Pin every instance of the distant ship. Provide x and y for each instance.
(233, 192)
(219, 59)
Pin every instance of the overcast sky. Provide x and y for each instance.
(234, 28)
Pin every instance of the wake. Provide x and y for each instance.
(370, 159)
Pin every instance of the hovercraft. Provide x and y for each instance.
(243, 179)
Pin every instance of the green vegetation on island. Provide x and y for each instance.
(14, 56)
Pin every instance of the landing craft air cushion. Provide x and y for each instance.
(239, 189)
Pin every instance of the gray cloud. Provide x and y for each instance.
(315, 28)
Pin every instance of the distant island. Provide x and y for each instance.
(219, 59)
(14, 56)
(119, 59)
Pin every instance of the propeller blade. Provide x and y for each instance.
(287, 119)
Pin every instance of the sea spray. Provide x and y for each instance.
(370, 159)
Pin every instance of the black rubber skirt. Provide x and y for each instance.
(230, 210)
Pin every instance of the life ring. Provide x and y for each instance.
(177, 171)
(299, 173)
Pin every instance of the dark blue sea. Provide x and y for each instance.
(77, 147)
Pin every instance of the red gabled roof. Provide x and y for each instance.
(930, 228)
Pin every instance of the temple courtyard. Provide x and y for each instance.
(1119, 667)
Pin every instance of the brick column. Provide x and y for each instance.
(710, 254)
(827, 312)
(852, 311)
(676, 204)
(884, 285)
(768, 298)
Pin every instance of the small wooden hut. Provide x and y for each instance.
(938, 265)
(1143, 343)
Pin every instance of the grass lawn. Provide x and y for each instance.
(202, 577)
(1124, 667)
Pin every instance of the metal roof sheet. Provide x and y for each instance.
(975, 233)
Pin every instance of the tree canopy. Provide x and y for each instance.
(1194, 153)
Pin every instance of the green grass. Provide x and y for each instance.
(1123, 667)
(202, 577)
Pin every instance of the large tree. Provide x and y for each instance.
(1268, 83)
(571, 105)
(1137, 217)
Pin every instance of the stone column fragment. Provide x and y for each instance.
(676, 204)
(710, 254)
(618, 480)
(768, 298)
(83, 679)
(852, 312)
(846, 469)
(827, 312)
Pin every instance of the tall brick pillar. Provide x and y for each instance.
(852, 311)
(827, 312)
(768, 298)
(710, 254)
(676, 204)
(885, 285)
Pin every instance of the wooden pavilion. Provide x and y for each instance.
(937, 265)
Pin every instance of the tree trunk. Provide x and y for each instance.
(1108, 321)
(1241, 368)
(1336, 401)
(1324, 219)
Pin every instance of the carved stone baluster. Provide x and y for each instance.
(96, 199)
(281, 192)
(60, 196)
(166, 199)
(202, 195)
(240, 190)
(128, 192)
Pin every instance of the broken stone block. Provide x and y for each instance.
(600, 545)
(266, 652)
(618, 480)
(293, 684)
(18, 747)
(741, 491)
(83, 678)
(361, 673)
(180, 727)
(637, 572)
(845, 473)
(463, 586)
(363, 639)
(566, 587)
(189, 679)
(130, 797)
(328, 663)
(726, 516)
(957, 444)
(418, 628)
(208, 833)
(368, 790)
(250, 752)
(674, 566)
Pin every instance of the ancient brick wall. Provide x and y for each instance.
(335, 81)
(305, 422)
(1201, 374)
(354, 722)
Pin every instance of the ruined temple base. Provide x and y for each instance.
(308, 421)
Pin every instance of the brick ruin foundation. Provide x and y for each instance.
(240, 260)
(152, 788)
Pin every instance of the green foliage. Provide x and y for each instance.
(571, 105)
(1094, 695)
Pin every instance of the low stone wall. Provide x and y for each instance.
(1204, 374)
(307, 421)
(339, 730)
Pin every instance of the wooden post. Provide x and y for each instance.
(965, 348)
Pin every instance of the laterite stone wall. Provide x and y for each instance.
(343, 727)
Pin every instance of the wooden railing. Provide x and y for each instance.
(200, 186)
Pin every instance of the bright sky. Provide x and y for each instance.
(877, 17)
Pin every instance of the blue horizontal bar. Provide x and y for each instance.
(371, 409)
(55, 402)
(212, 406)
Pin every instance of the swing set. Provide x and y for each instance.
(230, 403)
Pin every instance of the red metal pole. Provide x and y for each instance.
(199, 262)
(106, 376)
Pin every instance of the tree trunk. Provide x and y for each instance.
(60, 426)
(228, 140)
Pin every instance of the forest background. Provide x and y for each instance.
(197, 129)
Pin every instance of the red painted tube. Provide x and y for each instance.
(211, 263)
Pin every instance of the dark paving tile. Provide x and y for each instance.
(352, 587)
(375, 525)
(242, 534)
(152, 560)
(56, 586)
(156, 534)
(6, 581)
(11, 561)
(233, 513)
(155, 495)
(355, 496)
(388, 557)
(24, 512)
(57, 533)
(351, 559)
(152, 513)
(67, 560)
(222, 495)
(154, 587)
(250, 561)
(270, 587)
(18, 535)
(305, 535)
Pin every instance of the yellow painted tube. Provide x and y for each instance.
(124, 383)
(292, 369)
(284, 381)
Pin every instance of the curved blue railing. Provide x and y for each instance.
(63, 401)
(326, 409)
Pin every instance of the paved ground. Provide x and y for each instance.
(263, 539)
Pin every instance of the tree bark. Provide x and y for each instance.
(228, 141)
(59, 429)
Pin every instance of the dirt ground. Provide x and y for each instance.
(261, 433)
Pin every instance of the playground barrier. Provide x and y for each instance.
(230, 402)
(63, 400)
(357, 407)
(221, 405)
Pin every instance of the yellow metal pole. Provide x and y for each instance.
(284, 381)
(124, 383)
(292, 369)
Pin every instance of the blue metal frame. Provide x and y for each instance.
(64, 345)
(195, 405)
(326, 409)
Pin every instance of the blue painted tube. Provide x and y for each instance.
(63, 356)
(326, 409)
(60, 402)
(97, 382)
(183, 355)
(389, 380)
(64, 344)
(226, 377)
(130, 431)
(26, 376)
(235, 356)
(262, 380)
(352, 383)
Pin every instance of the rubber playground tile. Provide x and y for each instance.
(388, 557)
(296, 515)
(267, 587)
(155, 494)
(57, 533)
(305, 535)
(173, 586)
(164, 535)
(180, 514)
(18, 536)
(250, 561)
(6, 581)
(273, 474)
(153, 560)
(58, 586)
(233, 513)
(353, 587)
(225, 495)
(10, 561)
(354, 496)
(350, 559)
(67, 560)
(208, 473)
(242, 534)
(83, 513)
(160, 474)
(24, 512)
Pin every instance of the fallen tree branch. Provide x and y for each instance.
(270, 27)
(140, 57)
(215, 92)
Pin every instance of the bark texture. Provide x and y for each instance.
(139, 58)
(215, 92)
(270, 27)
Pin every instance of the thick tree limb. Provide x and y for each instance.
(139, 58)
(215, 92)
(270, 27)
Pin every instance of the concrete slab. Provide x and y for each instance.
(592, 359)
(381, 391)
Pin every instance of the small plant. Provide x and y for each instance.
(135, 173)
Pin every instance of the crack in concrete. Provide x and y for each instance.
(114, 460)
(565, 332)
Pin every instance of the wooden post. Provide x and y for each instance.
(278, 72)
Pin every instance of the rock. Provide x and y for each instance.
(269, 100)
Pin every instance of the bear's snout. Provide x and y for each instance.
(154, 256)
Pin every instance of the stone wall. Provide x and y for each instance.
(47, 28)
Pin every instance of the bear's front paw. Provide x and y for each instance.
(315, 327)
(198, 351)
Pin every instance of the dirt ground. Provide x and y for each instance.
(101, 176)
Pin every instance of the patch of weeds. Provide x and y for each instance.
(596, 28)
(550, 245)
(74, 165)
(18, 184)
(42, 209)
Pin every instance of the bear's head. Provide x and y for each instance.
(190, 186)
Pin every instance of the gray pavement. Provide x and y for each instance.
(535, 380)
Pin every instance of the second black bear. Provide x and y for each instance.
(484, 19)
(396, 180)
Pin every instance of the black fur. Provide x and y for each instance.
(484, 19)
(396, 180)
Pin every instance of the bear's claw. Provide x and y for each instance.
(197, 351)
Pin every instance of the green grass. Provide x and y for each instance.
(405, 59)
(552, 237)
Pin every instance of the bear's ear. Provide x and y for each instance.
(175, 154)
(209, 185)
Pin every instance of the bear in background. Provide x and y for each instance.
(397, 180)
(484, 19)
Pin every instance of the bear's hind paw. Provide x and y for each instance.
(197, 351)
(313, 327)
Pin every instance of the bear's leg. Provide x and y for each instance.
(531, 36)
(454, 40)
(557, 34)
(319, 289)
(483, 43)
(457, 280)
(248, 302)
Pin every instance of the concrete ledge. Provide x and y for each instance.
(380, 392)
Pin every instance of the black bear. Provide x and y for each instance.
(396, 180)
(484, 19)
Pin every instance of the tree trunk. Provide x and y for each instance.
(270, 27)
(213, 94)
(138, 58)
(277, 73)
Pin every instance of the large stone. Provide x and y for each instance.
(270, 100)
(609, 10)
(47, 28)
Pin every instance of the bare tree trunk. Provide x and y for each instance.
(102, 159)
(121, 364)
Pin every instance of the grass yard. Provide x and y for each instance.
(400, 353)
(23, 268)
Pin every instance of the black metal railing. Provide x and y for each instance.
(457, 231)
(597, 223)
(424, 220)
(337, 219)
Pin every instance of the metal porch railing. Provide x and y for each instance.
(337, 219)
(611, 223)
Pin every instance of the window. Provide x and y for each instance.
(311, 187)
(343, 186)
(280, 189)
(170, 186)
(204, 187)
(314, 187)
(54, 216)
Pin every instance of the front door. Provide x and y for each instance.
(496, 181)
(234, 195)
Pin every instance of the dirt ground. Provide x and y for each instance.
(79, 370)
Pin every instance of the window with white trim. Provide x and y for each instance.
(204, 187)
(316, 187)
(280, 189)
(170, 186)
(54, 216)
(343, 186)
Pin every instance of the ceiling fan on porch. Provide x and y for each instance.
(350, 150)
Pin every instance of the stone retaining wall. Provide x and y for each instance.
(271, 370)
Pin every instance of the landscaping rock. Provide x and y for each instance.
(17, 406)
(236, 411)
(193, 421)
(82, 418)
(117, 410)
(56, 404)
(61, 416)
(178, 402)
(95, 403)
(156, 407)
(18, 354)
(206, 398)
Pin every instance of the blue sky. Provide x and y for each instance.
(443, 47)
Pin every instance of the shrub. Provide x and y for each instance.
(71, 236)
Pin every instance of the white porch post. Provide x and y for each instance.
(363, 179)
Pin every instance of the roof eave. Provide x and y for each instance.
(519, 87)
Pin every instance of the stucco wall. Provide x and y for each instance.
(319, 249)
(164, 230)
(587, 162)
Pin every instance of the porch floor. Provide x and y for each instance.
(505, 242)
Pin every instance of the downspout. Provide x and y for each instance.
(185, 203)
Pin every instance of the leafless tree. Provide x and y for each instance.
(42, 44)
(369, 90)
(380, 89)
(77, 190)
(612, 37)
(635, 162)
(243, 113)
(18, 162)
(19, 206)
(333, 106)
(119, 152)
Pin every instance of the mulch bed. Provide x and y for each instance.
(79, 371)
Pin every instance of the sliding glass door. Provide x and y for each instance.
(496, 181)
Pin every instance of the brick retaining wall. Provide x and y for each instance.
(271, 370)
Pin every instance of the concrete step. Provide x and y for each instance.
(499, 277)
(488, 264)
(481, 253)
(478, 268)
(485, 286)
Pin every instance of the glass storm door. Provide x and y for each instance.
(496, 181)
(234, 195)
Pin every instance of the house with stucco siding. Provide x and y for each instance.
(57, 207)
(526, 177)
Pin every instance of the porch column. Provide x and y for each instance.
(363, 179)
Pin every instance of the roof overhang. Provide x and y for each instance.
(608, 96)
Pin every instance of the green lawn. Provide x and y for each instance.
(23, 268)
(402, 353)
★ ★ ★
### Task prompt
Reproduce exactly the line that holds "Pin every instance of the downspout.", then every line after it, ending with the final line of the records above.

### Reply to the task
Pin every instance of the downspout. Provide x and y for each instance.
(185, 203)
Pin every instance of the leafless tree. Provide x and y for each instance.
(42, 44)
(369, 90)
(380, 89)
(77, 190)
(612, 37)
(635, 162)
(243, 113)
(18, 162)
(19, 206)
(333, 106)
(119, 152)
Pin every instance of the mulch bed. Provide x and y for each instance.
(79, 371)
Pin every instance of the sliding glass door. Provide x and y for each instance.
(496, 181)
Pin every instance of the brick retaining wall. Provide x and y for each instance.
(271, 370)
Pin every instance of the concrete step. Provide x and y for each instance.
(499, 277)
(488, 264)
(481, 253)
(478, 268)
(485, 286)
Pin every instance of the glass storm door. Provide x and y for each instance.
(496, 181)
(234, 195)
Pin every instance of the house with stucco siding. Provide x and y for each instance.
(57, 207)
(526, 177)
Pin every instance of the porch column. Provide x and y for each instance.
(363, 179)
Pin every instance of the roof overhang. Provide x and y for each instance.
(608, 96)
Pin every instance of the green lawn. Provide x and y for each instance.
(23, 268)
(402, 353)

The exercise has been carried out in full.